• DOCUMENT SEGMENT
-- -- --

Once a chip is produced, it can have a significant useful lifespan of 3-5 years if maintained properly. However, Nvidia constantly develops new, more powerful, and more efficient chips (producing 2 million chips annually), potentially limiting a chip’s lifespan due to obsolescence and wear and tear. When a chip becomes obsolete, it enters the e-waste stream. While theoretically, the rare metals in a chip hold recycling value, chip recycling is a specialized and challenging process, with only about 20% of all e-waste, including less complex devices like phones, being recycled. The recycling process involves workers dismantling equipment, exposing them to the heavy metals and other elements used in manufacturing. If a chip is not recycled, it is likely disposed of in landfills or incinerated, releasing heavy metals into the environment through water or air – particularly impacting developing countries and local communities.
Most research on the carbon footprint and environmental impact of machine learning has focused on power consumption. Therefore, let’s explore this aspect further.
After acquiring the necessary hardware, electricity consumption emerges as a significant concern in the realm of AI. Training large language models consumes vast amounts of electricity, and deploying these models also requires substantial electricity usage.
A research paper indicates that training GPT-3 with 175 billion parameters consumes around 1,300 megawatt hours (MWh) or 1,300,000 kilowatt hours (KWh) of electricity. In comparison, training GPT-4 with 1.76 trillion parameters, estimates suggest power consumption during training ranges between 51,772,500 and 62,318,750 KWh of electricity. For context, an average American home consumes slightly over 10,000 KWh per year. Conservatively, training GPT-4 once could power nearly 5,000 American homes for a year. (This calculation does not consider the power consumed by preliminary analyses or tests needed to prepare the data for training.)
The power consumption during training GPT models significantly increased between GPT-3 and GPT-4, highlighting the immense electricity requirements of advanced machine learning models.

-- -- --

• WORK ORDER 1
Reproduce word for word the part of the passage on AI's environmental costs between "The power consumption" and "machine learning models.", inclusive.
• WORK ORDER 2
According to the passage on AI's environmental costs, how much electricity does training GPT-3 with 175 billion parameters consume?

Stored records

-- -- --

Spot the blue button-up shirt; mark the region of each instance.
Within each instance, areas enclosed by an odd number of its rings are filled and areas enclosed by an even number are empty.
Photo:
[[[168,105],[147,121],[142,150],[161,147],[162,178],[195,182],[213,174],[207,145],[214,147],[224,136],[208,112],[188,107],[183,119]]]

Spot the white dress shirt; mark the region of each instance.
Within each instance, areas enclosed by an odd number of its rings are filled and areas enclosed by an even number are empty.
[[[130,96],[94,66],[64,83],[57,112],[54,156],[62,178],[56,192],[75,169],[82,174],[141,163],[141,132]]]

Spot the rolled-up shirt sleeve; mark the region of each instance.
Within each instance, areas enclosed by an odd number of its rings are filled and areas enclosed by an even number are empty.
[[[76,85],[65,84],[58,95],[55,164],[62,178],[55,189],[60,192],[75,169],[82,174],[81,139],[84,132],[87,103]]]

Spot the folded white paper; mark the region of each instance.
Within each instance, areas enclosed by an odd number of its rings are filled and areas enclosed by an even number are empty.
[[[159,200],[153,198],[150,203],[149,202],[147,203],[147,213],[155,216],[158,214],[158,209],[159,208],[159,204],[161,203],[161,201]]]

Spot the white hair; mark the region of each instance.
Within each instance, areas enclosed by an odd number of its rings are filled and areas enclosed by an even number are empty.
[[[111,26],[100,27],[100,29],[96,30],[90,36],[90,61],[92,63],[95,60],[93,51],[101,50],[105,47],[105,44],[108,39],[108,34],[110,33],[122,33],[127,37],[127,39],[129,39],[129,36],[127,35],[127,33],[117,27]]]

-- -- --

• REPLY 1
The power consumption during training GPT models significantly increased between GPT-3 and GPT-4, highlighting the immense electricity requirements of advanced machine learning models.

• REPLY 2
About 1,300 megawatt hours (1,300,000 kilowatt hours).